Input data Block Start

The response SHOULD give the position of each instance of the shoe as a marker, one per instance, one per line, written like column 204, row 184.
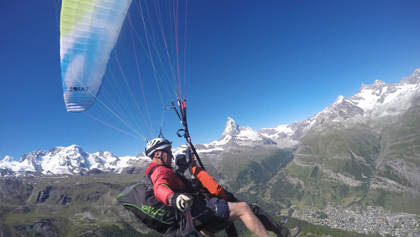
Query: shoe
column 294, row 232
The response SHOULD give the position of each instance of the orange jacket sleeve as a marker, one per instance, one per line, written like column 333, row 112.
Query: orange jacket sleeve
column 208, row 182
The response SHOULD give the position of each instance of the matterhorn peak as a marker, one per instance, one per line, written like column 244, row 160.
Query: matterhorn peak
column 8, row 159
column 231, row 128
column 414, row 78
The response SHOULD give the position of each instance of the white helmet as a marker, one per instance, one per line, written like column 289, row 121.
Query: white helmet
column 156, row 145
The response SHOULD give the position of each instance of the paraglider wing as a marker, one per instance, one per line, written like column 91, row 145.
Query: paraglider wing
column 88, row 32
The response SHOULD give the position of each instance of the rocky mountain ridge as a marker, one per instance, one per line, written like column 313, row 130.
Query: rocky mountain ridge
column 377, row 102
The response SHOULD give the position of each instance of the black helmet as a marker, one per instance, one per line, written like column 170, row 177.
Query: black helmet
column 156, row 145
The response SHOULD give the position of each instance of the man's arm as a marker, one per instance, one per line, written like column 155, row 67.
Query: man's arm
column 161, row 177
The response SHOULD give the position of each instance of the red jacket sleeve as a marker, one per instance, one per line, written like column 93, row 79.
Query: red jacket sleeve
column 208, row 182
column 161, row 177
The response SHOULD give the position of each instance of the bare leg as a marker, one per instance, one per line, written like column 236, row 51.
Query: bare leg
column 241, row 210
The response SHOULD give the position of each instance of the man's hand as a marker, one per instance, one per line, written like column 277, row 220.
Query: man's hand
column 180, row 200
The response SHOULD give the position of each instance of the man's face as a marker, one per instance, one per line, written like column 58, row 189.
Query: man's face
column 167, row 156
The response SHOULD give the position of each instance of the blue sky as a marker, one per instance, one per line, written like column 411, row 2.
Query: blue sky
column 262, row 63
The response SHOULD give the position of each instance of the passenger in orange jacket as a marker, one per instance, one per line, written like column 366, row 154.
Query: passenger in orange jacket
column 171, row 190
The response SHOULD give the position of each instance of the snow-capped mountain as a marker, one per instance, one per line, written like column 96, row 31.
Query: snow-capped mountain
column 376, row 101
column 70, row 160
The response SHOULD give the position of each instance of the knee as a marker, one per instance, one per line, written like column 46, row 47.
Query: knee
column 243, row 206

Input data Block End
Input data Block Start

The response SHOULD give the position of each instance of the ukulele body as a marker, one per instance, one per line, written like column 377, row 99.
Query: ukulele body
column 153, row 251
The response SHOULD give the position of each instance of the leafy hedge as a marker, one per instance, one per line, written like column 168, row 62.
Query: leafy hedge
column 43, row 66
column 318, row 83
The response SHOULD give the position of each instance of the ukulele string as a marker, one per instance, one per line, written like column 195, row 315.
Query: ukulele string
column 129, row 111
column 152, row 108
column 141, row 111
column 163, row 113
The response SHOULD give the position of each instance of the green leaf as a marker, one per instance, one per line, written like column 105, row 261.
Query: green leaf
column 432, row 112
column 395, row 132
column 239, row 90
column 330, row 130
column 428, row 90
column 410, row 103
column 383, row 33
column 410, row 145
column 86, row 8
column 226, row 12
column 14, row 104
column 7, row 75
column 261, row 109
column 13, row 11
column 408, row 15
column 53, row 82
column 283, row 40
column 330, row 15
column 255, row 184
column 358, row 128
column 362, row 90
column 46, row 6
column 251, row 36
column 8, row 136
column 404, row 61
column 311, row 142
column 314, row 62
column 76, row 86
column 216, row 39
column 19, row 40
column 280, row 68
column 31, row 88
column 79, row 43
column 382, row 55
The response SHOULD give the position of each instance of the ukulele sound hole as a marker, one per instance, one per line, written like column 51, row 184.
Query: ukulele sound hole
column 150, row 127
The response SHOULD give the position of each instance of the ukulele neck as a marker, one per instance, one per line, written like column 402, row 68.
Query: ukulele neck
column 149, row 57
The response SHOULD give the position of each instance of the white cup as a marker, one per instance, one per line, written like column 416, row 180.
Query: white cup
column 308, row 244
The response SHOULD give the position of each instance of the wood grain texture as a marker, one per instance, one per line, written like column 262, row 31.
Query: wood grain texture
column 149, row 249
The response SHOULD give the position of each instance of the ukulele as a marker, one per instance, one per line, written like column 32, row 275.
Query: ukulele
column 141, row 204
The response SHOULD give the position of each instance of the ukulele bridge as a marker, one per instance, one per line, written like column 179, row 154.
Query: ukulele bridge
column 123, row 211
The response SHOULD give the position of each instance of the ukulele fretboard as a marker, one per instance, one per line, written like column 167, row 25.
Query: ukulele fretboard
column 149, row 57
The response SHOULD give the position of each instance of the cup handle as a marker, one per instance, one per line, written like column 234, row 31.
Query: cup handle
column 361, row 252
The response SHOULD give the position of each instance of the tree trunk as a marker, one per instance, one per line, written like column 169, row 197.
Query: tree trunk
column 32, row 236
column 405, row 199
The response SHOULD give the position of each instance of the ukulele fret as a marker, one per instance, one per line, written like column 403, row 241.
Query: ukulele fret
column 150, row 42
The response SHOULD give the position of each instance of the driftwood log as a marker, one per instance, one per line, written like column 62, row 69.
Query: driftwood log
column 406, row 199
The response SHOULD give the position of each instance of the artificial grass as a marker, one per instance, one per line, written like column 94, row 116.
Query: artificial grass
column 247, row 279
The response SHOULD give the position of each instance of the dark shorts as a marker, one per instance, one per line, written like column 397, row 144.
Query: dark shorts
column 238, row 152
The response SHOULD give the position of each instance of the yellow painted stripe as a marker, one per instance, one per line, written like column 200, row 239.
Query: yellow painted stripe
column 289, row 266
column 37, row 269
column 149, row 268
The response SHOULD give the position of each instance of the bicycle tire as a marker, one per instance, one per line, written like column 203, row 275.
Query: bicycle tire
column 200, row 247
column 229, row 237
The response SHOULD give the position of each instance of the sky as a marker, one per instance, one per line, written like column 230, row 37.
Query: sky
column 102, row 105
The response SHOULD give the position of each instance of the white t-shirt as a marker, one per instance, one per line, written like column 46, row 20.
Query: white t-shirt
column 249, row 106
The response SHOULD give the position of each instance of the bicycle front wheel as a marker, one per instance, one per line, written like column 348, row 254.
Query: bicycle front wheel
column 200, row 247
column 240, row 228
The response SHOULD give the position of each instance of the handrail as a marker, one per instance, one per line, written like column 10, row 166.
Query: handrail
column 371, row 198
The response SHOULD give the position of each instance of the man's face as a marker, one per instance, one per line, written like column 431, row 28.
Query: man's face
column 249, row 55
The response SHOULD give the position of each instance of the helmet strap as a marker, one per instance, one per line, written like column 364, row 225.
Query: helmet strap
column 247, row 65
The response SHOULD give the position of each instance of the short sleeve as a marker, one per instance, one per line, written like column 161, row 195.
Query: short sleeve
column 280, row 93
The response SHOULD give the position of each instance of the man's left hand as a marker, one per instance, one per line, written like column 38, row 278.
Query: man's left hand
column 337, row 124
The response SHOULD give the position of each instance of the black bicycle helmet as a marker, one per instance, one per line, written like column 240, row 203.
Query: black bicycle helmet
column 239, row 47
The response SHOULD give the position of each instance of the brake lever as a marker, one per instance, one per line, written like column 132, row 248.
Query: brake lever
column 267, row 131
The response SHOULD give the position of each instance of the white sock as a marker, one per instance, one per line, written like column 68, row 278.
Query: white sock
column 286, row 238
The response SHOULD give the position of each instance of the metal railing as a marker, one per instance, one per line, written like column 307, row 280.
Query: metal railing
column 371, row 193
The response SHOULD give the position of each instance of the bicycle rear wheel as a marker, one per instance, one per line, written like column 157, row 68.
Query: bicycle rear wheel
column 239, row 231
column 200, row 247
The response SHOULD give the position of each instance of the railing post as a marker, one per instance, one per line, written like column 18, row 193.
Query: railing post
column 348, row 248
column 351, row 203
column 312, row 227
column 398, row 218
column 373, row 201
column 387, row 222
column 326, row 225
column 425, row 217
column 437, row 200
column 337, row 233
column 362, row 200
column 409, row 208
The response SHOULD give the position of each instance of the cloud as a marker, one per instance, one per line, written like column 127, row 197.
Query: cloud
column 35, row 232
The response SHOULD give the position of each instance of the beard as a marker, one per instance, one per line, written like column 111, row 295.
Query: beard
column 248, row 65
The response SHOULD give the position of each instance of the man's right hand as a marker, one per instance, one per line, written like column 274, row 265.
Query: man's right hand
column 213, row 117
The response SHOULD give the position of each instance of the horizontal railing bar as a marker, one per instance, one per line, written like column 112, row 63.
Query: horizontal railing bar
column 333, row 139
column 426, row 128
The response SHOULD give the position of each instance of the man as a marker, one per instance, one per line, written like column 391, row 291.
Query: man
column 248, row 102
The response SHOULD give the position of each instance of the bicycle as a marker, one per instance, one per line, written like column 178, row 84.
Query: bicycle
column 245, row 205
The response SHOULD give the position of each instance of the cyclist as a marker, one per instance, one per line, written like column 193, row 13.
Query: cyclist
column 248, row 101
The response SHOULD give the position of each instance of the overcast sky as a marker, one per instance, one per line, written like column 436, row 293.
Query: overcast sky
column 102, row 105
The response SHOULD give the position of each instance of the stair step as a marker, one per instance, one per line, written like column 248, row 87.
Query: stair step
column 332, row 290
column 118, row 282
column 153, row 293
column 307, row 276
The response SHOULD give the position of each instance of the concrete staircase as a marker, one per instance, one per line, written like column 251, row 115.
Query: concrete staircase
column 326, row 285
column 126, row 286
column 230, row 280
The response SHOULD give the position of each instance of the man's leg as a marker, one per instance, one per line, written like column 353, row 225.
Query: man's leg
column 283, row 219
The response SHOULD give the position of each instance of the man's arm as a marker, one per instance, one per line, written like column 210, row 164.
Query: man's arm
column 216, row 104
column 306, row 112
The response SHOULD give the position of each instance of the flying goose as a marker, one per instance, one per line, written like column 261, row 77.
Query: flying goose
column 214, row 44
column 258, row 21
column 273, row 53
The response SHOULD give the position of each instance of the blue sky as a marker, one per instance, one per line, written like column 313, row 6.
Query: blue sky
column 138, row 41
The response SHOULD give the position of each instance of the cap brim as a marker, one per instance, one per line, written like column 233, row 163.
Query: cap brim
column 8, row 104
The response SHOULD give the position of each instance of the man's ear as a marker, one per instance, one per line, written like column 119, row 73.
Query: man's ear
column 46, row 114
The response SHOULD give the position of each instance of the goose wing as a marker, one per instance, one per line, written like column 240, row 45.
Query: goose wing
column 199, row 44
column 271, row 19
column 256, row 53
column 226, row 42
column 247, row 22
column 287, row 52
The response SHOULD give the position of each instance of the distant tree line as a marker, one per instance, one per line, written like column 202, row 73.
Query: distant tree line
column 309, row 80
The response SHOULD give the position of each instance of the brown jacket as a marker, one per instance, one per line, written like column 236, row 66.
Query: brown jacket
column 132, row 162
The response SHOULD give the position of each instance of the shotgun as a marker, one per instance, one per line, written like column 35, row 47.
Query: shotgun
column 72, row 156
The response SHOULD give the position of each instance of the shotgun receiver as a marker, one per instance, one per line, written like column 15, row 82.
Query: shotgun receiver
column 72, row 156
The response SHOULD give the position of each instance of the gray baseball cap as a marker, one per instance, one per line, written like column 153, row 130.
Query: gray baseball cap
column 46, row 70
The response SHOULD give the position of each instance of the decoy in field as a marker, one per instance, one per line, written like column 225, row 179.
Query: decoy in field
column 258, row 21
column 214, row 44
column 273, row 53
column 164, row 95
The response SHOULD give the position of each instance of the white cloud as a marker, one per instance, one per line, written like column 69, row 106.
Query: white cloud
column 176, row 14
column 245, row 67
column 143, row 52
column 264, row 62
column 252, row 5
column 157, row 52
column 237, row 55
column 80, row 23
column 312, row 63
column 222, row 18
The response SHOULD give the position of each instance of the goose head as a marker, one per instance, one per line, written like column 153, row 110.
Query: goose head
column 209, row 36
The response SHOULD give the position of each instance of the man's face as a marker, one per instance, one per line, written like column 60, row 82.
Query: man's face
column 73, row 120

Input data Block End

Exercise ▸
Reprint exactly the lines above that start at the one with "105, row 261." and end at the one with "179, row 154.", keeping both and adding none.

Task response ▸
The response SHOULD give the position of each instance of the green leaf as a marker, one per instance, one per line, written like column 105, row 261.
Query: green leaf
column 432, row 112
column 395, row 132
column 239, row 90
column 330, row 130
column 428, row 90
column 410, row 103
column 383, row 33
column 410, row 145
column 86, row 8
column 226, row 12
column 14, row 104
column 7, row 75
column 261, row 109
column 13, row 11
column 408, row 15
column 53, row 82
column 283, row 40
column 330, row 15
column 255, row 184
column 358, row 128
column 362, row 90
column 46, row 6
column 251, row 36
column 8, row 136
column 404, row 61
column 311, row 142
column 314, row 62
column 76, row 86
column 216, row 39
column 19, row 40
column 280, row 68
column 31, row 88
column 79, row 43
column 382, row 55
The response SHOULD give the position of each instance of the ukulele sound hole as a marker, one per instance, one per line, written like column 51, row 184.
Query: ukulele sound hole
column 150, row 127
The response SHOULD give the position of each instance of the ukulele neck as a marker, one per instance, one per line, written like column 402, row 68.
Query: ukulele neck
column 149, row 57
The response SHOULD give the position of each instance of the white cup as a marker, one per instance, one per line, written like column 416, row 180.
Query: white cup
column 308, row 244
The response SHOULD give the position of each instance of the wood grain texture as a marker, one per instance, one per line, written like column 262, row 31.
Query: wood grain texture
column 149, row 249
The response SHOULD give the position of each instance of the ukulele as a marker, one per instance, one per line, written like column 32, row 275.
Query: ukulele
column 141, row 204
The response SHOULD give the position of each instance of the ukulele bridge as a marker, one per instance, one per line, written like column 179, row 154.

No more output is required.